把下面所有记录逐行整理成编号列表，空行去掉，图片别放进答案里。

# 物体位置标注记录:
⁂
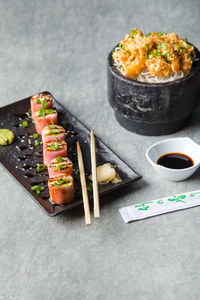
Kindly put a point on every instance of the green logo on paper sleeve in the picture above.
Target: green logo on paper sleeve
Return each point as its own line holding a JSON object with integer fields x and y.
{"x": 177, "y": 198}
{"x": 160, "y": 201}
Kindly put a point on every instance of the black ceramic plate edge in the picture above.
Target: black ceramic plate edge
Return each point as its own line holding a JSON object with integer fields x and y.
{"x": 11, "y": 171}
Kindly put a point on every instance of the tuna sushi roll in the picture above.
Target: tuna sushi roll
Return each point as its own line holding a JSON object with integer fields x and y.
{"x": 60, "y": 166}
{"x": 44, "y": 117}
{"x": 54, "y": 149}
{"x": 39, "y": 100}
{"x": 61, "y": 189}
{"x": 53, "y": 133}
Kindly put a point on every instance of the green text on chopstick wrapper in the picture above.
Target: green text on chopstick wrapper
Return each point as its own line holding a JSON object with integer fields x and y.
{"x": 160, "y": 206}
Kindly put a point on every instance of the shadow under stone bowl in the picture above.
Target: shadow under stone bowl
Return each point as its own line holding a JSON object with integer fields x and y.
{"x": 153, "y": 108}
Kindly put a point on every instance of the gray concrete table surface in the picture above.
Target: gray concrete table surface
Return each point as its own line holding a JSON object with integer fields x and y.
{"x": 62, "y": 46}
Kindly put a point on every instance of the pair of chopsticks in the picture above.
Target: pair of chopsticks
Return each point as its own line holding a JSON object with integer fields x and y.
{"x": 94, "y": 181}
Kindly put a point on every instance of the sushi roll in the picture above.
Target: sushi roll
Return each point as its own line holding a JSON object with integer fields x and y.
{"x": 40, "y": 100}
{"x": 60, "y": 166}
{"x": 53, "y": 133}
{"x": 54, "y": 149}
{"x": 44, "y": 117}
{"x": 61, "y": 189}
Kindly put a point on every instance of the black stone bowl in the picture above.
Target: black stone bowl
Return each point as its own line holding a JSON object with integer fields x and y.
{"x": 153, "y": 108}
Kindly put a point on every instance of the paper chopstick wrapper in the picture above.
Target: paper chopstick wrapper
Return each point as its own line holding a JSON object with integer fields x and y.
{"x": 160, "y": 206}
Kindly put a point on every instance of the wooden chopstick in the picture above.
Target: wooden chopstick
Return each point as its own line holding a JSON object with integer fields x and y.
{"x": 83, "y": 186}
{"x": 94, "y": 176}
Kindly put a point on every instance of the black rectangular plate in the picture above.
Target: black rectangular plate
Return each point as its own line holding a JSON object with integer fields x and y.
{"x": 21, "y": 158}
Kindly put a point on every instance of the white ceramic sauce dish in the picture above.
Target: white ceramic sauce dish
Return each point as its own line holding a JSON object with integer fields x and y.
{"x": 183, "y": 145}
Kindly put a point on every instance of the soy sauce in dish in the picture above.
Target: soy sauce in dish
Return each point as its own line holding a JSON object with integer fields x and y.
{"x": 175, "y": 161}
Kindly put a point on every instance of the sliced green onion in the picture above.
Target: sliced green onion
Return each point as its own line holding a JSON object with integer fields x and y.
{"x": 37, "y": 189}
{"x": 70, "y": 148}
{"x": 60, "y": 167}
{"x": 35, "y": 136}
{"x": 160, "y": 34}
{"x": 164, "y": 46}
{"x": 64, "y": 124}
{"x": 90, "y": 187}
{"x": 133, "y": 31}
{"x": 54, "y": 146}
{"x": 179, "y": 47}
{"x": 121, "y": 46}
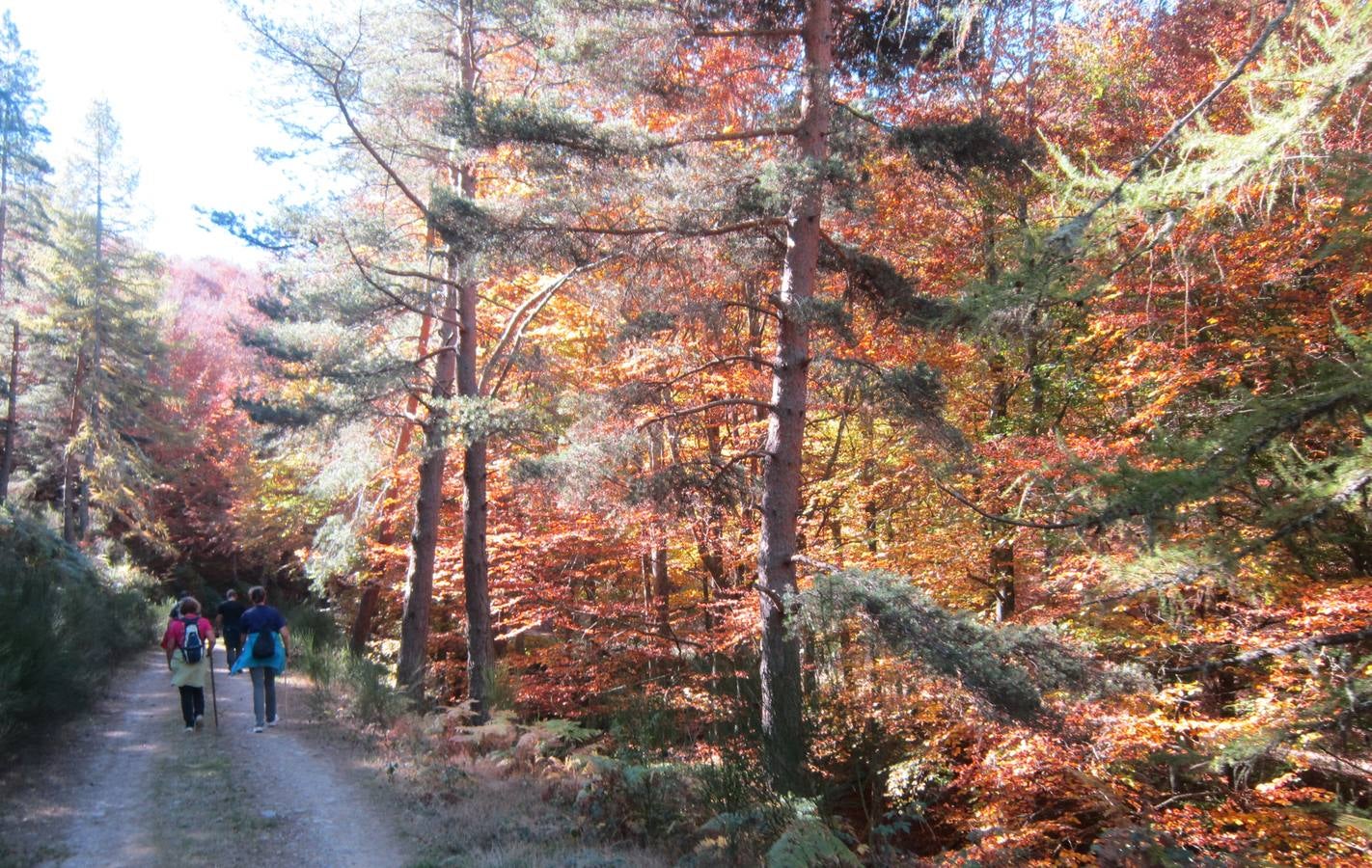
⁂
# 回答:
1. Kindly put a point on every instance of the green logo on paper sleeve in the picture above.
2. Target: green logo on paper sleeve
3. Return each point as its own line holding a JSON object with integer fields x and y.
4. {"x": 177, "y": 198}
5. {"x": 160, "y": 201}
6. Kindly put a point on every instance of the black ceramic plate edge in the picture above.
7. Target: black ceramic plate edge
8. Return each point as its own line holding a JSON object with integer fields x and y.
9. {"x": 11, "y": 171}
10. Kindly put a point on every instance of the tuna sushi roll in the picture above.
11. Target: tuna sushi roll
12. Return each point as its own line holding a JSON object with integer fields x and y.
13. {"x": 60, "y": 166}
14. {"x": 44, "y": 117}
15. {"x": 54, "y": 149}
16. {"x": 39, "y": 100}
17. {"x": 61, "y": 189}
18. {"x": 53, "y": 133}
19. Kindly put a point on every instance of the green text on chopstick wrapper in the picture above.
20. Target: green text on chopstick wrapper
21. Return each point as its own line holding a JSON object with integer fields x and y.
22. {"x": 160, "y": 206}
23. Kindly put a point on every instance of the shadow under stone bowl in the picture above.
24. Target: shadow under stone bowl
25. Return each point as its own line holding a JSON object with integer fields x and y.
26. {"x": 153, "y": 108}
27. Kindly put a point on every instance of the gray concrete table surface in the picture above.
28. Target: gray concrete table surface
29. Return each point as its own line holding a JSON object with integer fields x and y.
30. {"x": 62, "y": 46}
31. Kindly put a point on every instance of the pair of chopsticks in the picture above.
32. Target: pair of chopsticks
33. Return each point as its own line holding a JSON object with integer fields x and y.
34. {"x": 94, "y": 181}
35. Kindly put a point on every instance of the sushi roll in the picture above.
36. Target: sushi roll
37. Return each point as its own line holding a JSON object with integer fields x and y.
38. {"x": 40, "y": 100}
39. {"x": 60, "y": 166}
40. {"x": 53, "y": 133}
41. {"x": 54, "y": 149}
42. {"x": 44, "y": 117}
43. {"x": 61, "y": 189}
44. Kindly put a point on every instance of the black stone bowl in the picture above.
45. Target: black stone bowl
46. Return each point as its own line holding a JSON object with integer fields x and y.
47. {"x": 153, "y": 108}
48. Kindly put a point on every instance of the paper chopstick wrapper in the picture above.
49. Target: paper chopstick wrapper
50. Return each point as its own line holding a JSON object with integer fields x and y.
51. {"x": 160, "y": 206}
52. Kindly put a point on every instance of the wooden chopstick in the picture above.
53. Target: wooden chopstick
54. Return each point as its own line holding a JSON object with integer fields x and y.
55. {"x": 83, "y": 186}
56. {"x": 94, "y": 176}
57. Kindly put a point on every instance of the black rectangular plate in the picture above.
58. Target: black rectangular plate
59. Return each point as its own line holding a JSON object with integer fields x and y.
60. {"x": 21, "y": 158}
61. Kindly put a point on every instance of the white ceramic sauce dish in the picture above.
62. Target: white ceramic sauce dish
63. Return each point as its own line holding a JSON object with integer fields x and y.
64. {"x": 183, "y": 145}
65. Kindly put a point on every instance of the soy sauce in dish in the picture above.
66. Target: soy sauce in dish
67. Return each point as its own line holding a JSON object with integer fields x and y.
68. {"x": 175, "y": 161}
69. Kindly put a point on every instance of the sliced green onion in the picture above.
70. Target: sliced green onion
71. Return each point as its own line holding a JSON object with integer fields x and y.
72. {"x": 37, "y": 189}
73. {"x": 70, "y": 148}
74. {"x": 60, "y": 167}
75. {"x": 35, "y": 136}
76. {"x": 160, "y": 34}
77. {"x": 164, "y": 46}
78. {"x": 64, "y": 124}
79. {"x": 90, "y": 187}
80. {"x": 133, "y": 31}
81. {"x": 54, "y": 146}
82. {"x": 179, "y": 47}
83. {"x": 121, "y": 46}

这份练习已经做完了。